→ Supplied information:

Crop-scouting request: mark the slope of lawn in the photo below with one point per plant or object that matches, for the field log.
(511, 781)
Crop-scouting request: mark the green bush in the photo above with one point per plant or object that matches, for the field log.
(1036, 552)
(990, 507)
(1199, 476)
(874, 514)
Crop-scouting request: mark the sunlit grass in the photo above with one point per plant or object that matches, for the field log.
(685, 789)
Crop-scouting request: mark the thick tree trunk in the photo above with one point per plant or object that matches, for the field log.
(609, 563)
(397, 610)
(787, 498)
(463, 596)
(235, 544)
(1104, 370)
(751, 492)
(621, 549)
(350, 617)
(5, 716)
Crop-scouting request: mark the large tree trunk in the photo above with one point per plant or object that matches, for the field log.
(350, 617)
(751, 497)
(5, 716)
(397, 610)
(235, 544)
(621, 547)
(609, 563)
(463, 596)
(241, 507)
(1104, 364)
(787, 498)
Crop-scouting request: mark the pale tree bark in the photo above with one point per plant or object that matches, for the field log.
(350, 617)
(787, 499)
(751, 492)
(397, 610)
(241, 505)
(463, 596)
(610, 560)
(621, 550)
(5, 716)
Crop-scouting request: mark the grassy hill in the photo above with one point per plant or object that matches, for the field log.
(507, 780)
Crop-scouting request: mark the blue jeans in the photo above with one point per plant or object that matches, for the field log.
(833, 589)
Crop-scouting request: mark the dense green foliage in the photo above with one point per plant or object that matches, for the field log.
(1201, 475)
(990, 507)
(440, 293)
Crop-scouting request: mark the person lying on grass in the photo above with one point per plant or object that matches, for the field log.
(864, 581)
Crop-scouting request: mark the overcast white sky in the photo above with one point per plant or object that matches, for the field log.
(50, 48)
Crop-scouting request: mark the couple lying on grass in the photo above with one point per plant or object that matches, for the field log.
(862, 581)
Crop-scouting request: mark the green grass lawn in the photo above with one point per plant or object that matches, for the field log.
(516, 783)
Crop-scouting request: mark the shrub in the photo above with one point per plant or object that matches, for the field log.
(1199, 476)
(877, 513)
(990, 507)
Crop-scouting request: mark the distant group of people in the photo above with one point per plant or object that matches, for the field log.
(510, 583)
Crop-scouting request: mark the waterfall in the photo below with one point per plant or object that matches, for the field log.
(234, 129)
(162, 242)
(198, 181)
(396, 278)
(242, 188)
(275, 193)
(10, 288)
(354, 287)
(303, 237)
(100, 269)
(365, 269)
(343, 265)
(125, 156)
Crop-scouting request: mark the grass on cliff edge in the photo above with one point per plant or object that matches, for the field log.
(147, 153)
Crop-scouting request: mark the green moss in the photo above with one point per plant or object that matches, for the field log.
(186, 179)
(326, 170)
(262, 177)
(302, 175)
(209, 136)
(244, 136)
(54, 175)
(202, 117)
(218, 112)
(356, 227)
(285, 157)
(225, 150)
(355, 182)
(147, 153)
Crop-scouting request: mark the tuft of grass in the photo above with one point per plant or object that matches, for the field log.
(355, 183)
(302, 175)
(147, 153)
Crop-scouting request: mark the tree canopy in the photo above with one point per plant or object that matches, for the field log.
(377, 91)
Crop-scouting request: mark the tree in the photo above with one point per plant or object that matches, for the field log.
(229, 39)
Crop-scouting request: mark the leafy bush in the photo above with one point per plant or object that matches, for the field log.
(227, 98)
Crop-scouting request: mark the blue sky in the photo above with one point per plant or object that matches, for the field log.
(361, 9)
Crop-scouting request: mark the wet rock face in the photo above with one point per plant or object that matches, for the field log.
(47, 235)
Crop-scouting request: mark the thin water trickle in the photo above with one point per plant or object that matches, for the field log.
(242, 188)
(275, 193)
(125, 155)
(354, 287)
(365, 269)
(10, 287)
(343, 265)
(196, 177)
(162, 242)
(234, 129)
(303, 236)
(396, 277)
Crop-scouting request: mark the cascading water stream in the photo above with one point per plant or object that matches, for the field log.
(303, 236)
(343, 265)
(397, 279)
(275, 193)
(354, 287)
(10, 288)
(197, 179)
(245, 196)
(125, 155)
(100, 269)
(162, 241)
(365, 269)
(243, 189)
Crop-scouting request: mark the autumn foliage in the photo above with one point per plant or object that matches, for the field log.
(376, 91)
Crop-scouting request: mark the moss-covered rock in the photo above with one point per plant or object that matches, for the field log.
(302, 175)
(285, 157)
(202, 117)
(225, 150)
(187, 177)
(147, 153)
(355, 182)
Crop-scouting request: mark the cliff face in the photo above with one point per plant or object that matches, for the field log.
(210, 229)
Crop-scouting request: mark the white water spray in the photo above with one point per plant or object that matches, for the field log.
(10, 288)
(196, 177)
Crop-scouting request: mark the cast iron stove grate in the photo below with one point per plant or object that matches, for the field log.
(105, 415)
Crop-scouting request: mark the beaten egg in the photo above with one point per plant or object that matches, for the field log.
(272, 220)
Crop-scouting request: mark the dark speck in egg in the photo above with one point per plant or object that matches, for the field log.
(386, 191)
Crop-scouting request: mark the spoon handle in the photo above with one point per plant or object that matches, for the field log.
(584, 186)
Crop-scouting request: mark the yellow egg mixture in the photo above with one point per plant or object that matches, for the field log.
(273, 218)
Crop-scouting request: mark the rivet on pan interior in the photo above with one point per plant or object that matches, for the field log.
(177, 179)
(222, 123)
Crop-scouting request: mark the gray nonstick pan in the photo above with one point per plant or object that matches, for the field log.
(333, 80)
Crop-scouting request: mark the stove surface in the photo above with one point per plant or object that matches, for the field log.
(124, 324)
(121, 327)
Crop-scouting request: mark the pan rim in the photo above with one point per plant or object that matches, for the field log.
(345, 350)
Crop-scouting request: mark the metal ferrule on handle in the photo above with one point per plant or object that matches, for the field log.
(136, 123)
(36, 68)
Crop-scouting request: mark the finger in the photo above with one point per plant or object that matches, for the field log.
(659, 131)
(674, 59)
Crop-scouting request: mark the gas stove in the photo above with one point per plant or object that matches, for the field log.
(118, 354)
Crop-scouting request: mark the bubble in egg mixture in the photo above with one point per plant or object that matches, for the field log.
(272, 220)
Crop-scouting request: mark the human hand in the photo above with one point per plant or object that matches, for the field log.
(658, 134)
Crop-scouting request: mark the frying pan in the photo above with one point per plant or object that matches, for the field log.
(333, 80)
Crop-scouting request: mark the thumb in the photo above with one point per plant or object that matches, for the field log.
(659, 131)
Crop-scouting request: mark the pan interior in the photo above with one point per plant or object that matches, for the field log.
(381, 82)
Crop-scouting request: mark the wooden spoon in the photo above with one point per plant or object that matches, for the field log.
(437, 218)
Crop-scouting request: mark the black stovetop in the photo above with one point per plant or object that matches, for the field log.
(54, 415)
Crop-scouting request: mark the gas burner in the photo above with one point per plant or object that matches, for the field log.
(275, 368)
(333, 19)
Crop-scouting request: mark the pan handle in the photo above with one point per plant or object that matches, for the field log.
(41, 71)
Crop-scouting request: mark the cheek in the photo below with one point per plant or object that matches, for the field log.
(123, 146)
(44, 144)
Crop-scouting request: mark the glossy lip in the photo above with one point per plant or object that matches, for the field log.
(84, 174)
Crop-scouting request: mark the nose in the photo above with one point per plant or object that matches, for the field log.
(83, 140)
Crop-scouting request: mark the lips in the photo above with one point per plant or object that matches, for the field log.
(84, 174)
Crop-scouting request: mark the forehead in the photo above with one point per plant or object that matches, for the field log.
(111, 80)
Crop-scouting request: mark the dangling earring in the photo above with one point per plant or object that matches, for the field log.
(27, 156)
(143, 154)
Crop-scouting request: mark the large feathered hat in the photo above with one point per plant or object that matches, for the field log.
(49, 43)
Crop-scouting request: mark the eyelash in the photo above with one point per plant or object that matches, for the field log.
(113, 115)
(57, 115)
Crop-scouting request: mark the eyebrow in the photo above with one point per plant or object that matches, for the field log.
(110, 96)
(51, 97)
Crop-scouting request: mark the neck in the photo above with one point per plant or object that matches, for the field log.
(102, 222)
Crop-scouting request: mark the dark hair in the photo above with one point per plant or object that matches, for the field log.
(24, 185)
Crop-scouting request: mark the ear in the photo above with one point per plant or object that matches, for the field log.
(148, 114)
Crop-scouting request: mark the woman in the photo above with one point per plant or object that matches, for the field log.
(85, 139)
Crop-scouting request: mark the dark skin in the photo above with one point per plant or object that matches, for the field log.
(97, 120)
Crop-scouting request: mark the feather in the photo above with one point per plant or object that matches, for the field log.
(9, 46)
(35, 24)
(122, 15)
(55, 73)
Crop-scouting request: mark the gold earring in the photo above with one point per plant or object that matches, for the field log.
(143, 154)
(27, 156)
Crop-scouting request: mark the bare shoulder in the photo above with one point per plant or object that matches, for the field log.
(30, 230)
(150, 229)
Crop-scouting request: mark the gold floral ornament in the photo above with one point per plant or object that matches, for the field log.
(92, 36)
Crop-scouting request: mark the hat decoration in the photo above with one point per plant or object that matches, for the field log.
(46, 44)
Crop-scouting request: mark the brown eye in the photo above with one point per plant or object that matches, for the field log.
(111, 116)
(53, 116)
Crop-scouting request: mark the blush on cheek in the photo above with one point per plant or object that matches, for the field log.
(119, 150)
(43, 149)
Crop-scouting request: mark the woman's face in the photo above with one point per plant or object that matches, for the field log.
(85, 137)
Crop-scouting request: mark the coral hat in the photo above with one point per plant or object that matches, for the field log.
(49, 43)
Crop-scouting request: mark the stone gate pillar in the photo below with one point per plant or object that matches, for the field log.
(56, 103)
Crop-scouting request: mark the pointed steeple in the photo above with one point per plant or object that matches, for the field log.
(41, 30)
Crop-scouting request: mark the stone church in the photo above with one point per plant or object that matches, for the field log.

→ Objective:
Repeat exactly the lines starting at the line with "Crop-scouting request: mark the woman's" and ending with the final line of the entries. Include nothing else.

→ Response for this exercise:
Crop-scouting request: mark the woman's face in the photo above with one point per plant or object that matches, for the field log.
(85, 137)
Crop-scouting request: mark the coral hat in the photo above with one point per plant or object that matches, for the field log.
(49, 43)
Crop-scouting request: mark the stone gate pillar in the photo below with one point per plant or object that matches, for the field log.
(56, 103)
Crop-scouting request: mark the pointed steeple in the photo above with one point per plant or object that matches, for the field log.
(41, 30)
Crop-scouting request: mark the stone church in the photo above with one point per plant or object that matches, for the field log.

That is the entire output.